==== Provided data

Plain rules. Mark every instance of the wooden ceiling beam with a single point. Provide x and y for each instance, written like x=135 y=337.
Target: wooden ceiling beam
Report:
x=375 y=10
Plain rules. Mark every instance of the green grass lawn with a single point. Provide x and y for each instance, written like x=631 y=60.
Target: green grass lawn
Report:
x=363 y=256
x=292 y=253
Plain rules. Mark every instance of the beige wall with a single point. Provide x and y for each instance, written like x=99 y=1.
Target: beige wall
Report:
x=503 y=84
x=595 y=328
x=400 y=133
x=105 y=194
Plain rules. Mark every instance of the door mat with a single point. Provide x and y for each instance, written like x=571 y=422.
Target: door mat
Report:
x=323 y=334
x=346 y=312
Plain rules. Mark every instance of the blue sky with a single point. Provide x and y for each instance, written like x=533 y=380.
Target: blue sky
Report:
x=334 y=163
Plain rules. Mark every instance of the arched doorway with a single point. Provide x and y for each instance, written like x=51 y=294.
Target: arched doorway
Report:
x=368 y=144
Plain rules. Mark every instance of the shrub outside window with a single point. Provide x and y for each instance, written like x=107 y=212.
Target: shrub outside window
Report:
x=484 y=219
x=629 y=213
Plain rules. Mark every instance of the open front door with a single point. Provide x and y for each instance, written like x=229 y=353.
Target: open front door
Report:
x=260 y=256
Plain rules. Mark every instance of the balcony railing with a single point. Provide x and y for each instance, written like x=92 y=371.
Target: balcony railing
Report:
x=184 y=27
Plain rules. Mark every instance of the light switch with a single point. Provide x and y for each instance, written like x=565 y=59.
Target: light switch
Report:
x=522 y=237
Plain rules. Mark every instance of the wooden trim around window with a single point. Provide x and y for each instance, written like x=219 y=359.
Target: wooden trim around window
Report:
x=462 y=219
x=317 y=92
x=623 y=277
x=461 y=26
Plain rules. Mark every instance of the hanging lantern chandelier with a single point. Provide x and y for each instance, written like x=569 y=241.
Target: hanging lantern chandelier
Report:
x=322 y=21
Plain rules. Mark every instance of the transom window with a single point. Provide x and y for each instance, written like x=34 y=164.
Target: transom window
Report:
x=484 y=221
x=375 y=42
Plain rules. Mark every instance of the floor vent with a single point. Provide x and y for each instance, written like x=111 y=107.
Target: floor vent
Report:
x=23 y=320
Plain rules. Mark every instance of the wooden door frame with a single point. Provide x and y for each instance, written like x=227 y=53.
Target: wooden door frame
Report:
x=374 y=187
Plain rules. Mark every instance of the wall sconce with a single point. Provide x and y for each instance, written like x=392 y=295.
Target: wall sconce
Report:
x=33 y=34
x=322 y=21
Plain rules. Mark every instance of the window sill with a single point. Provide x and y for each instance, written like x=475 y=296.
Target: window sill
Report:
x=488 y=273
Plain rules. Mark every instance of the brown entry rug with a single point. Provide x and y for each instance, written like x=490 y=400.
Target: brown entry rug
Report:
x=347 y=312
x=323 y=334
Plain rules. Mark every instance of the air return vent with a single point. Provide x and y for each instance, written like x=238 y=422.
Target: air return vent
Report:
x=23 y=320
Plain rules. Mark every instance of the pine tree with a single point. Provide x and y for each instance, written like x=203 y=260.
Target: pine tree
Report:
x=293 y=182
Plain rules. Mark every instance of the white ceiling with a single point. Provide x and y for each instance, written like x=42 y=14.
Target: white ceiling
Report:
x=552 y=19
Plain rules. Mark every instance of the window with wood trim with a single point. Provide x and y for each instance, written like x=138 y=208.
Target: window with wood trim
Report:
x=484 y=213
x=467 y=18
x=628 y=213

========

Activity:
Which lines run from the one holding "Plain rules. Mark every instance of the arched" through the one holding "Plain rules. Mark every instance of the shrub" in the records above? Repeat them exactly, both included, and nothing more.

Exercise answer:
Plain rules. Mark every instance of the arched doorway with a single point. Provide x and y for each instance, written like x=51 y=294.
Target: arched doorway
Report:
x=368 y=144
Plain rules. Mark every instance of the shrub outside window with a single point. Provide x and y for each instance, written like x=107 y=212.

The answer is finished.